◆ **TASK ITEM**:
The answer should consist of each line below that contains the word "skin".

◆ **SOURCE INFORMATION**:
Segment Open

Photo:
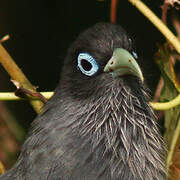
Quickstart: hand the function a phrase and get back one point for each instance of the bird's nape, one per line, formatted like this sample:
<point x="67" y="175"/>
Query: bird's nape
<point x="98" y="125"/>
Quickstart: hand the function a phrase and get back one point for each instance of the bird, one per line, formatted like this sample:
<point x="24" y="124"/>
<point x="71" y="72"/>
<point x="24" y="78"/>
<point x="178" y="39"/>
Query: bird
<point x="99" y="124"/>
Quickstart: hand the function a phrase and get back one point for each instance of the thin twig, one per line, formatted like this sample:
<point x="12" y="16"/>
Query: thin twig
<point x="158" y="89"/>
<point x="173" y="144"/>
<point x="157" y="23"/>
<point x="15" y="72"/>
<point x="164" y="12"/>
<point x="10" y="96"/>
<point x="166" y="105"/>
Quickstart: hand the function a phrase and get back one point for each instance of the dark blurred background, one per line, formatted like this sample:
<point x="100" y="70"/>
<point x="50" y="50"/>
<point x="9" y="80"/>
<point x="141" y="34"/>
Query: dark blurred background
<point x="41" y="31"/>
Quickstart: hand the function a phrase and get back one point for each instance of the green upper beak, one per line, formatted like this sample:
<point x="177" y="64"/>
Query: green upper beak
<point x="122" y="63"/>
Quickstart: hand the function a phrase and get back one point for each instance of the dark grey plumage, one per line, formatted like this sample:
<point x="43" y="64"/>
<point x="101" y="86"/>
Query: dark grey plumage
<point x="94" y="128"/>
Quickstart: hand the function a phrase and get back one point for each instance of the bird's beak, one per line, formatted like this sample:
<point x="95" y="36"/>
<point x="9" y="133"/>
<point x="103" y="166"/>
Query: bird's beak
<point x="122" y="63"/>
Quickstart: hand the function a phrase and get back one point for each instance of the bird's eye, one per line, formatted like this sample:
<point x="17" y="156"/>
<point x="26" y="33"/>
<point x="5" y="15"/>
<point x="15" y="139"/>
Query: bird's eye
<point x="87" y="64"/>
<point x="135" y="55"/>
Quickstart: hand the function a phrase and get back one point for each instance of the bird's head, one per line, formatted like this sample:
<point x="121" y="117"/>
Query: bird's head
<point x="100" y="56"/>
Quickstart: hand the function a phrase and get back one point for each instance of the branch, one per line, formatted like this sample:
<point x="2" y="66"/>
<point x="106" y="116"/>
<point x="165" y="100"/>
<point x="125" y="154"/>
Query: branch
<point x="10" y="96"/>
<point x="166" y="105"/>
<point x="16" y="74"/>
<point x="157" y="23"/>
<point x="173" y="145"/>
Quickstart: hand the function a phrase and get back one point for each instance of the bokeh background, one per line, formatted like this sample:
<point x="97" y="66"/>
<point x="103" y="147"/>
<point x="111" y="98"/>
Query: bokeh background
<point x="40" y="33"/>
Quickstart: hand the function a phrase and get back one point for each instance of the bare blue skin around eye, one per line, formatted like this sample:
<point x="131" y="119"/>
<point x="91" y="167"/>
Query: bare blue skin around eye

Segment Closed

◆ **ANSWER FOR THE TASK**:
Quickstart: hand the function a phrase and get back one point for each instance of the bare blue skin around eye, one per line, formatted like this sample:
Query: bare blue skin around eye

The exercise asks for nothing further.